*CONSIGNES*.
A: D'après le passage sur la rencontre Lavrov-Kerry, dans quelle ville cette rencontre s'est-elle tenue ?
B: Résumez en deux phrases le passage sur la rencontre Lavrov-Kerry.
C: Poursuivez le passage sur la rencontre Lavrov-Kerry à la suite de la citation en anglais qui le termine.

*EXTRAIT DU DOCUMENT*.
━━━━

Répétons-le, il n’y a dans ces phrases aucun recul conceptuel par rapport à la politique russe dans cette crise, mais un ton, comme nous le disions plus haut, donnant au tout, effectivement, une “impression de communication” d’une certaine retenue, voire même, justement, d’un certain recul ou d’une amorce de recul par rapport à la tension de la situation. Peut-être, sans doute même, y a-t-il eu durant cette conférence de presse “une main tendue” de Poutine au bloc BAO, c’est-à-dire une proposition d’arrangement, mais bien entendu rien des principes fondamentaux n’a été cédé. D’une certaine façon, le bloc BAO a semblé répondre en même temps à cette “proposition” avec la rencontre Lavrov-Kerry à Paris, présentée par les Russes sous de bons auspices : Lavrov espérait y rencontrer le secrétaire d’État et non la pop star selon Ochsenreiter. Après la réunion, le côté US s’est employé, d’une façon systématique qui compromettait effectivement tout espoir d’un prolongement constructif quelconque, à réduire toute possibilité dans ce sens. Les “officiels” habituels ont notamment dénigré de façon féroce le document signé par les trois ministres de l’UE, les opposants et Ianoukovitch dans la nuit du 20 au 21 février, et qui constitue pour les Russes la base nécessaire sur laquelle on peut tenter de trouver un arrangement. Le site WSWS.org, du 6 février 2014 notait :

«After the meeting [Kerry-Lavrov], US officials strongly denied claims by Lavrov that Moscow and the Western powers favored a European Union-brokered peace deal in Ukraine. A top State Department official told Reuters that there were “no agreements” in the Kerry-Lavrov talks and that “there never will be without direct Ukrainian government involvement and absolute buy-in.”»

━━━━

*Extrait d'un jeu de données*.
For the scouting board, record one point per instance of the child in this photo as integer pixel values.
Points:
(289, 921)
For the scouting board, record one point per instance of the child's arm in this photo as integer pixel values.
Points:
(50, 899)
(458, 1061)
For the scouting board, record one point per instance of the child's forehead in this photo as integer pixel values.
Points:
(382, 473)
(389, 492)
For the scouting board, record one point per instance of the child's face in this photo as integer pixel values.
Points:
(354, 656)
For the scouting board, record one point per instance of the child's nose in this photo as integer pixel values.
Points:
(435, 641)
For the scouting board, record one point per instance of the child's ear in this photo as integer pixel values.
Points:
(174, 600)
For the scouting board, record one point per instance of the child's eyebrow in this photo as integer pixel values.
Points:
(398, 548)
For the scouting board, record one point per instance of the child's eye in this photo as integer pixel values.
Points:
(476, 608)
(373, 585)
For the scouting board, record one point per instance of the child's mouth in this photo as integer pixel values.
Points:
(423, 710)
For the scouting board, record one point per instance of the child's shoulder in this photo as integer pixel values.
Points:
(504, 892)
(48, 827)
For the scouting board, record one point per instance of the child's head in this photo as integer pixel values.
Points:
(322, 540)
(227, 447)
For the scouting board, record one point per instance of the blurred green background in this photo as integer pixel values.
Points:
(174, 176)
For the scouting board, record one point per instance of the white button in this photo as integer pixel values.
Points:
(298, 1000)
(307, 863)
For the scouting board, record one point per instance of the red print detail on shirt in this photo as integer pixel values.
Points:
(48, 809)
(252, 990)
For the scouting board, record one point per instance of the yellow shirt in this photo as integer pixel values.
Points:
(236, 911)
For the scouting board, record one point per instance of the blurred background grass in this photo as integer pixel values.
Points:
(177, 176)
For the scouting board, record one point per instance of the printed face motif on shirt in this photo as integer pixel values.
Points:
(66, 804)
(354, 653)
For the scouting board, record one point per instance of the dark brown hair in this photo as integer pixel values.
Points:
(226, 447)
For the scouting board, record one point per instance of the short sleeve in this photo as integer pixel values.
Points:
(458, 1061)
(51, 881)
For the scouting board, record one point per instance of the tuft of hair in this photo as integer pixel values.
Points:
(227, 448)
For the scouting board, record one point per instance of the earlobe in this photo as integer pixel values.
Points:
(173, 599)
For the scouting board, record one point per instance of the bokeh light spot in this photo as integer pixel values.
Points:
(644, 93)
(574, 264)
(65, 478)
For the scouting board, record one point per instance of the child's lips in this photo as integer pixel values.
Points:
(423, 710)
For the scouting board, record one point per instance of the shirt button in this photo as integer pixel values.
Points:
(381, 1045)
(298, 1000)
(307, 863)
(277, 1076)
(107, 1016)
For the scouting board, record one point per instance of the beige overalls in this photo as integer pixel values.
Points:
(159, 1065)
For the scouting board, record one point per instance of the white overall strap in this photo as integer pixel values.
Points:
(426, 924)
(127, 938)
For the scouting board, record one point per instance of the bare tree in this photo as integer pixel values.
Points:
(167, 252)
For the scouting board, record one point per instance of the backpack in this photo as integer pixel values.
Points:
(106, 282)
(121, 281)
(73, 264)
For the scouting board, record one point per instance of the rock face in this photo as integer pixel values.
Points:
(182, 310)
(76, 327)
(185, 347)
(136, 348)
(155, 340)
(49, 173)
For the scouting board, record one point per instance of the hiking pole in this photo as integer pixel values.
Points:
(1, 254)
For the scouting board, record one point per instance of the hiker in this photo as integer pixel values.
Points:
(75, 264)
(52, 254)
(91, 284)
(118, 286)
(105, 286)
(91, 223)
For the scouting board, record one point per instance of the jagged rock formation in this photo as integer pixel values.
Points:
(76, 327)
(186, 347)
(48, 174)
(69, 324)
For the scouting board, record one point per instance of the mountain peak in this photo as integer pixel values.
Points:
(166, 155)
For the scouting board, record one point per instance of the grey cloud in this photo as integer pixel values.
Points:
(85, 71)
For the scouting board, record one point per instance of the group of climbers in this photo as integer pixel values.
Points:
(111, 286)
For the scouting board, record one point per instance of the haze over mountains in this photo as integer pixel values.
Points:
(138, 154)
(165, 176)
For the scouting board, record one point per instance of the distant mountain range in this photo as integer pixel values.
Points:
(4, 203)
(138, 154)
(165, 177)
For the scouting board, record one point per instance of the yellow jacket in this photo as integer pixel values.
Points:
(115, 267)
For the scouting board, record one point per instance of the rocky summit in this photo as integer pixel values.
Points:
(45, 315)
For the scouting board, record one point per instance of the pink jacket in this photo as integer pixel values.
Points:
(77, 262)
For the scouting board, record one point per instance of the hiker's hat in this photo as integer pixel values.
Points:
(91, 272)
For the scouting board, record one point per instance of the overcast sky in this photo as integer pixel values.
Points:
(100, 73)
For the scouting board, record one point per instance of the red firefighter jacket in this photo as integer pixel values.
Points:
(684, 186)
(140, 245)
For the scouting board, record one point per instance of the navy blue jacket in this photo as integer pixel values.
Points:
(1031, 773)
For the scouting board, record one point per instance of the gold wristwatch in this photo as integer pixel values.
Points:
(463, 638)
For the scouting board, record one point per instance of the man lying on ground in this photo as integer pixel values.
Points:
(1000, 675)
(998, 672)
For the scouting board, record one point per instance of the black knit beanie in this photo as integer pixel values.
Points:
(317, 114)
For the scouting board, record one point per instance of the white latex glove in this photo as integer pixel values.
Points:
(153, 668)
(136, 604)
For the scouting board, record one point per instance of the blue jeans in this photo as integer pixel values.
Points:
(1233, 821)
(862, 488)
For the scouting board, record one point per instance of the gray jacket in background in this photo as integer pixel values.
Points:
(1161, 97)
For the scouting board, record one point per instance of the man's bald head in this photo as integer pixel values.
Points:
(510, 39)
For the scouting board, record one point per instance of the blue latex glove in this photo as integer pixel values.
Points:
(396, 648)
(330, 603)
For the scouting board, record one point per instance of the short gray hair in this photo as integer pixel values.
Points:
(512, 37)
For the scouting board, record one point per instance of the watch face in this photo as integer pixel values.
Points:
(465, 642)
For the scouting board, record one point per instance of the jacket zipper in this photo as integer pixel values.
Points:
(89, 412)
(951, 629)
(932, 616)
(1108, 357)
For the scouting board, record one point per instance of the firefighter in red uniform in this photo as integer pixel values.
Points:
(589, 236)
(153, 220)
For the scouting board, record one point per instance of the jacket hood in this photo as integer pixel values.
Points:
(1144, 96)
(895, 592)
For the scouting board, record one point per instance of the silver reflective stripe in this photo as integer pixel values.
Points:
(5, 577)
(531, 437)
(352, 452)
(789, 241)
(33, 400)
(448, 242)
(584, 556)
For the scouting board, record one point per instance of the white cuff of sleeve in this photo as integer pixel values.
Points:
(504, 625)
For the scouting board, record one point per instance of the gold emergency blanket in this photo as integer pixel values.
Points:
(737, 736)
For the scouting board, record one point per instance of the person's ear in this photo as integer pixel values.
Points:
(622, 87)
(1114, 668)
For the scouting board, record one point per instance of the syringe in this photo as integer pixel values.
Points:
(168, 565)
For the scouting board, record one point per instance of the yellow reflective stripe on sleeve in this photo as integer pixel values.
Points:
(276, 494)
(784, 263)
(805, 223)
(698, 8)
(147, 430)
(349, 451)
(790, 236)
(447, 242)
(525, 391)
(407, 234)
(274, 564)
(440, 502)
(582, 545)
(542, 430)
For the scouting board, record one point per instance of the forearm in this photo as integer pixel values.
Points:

━━━━

*RÉPONSES PAR CONSIGNE*.
A: À Paris.

B: Lors de sa conférence de presse, Poutine n'a opéré aucun recul conceptuel, mais son ton a donné une impression de retenue, peut-être même celle d'une main tendue au bloc BAO, sans qu'aucun principe fondamental soit cédé. Le bloc BAO a semblé répondre par la rencontre Lavrov-Kerry à Paris, après laquelle le côté américain s'est employé à réduire toute possibilité d'arrangement, ses officiels dénigrant le document signé dans la nuit du 20 au 21 février, que les Russes tiennent pour la base nécessaire d'un arrangement.

C:
A côté de cela, et pour renforcer notre propos, on notera que c’est depuis la conférence de presse de Poutine que les USA ont commencé à prendre des mesures militaires (envois de détachements d’avions de combat en Pologne, entrée d’une frégate de l’US Navy en Mer Noire, etc.). Ils s’étaient abstenus de tout geste de cette sorte, dans tous les cas de façon visible, depuis le 21 février, alors que la période était beaucoup plus tendue et incertaine que depuis le 4 mars. Manifestement, cette gesticulation militaire de pure communication a accompagné l’intervention politique de Poutine, alors qu’on s’en était abstenu jusqu’ici ; elle a même souligné, par contraste et a contrario, un autre geste de “détente” de Poutine, qui avait été de renvoyer dans leurs bases d’origine, loin de l’Ukraine, les forces importantes (150 000, forces aériennes, forces blindées, etc.) rassemblées dans la zone frontière pour une manœuvre surprise de cinq-six jours depuis le 26-27 février.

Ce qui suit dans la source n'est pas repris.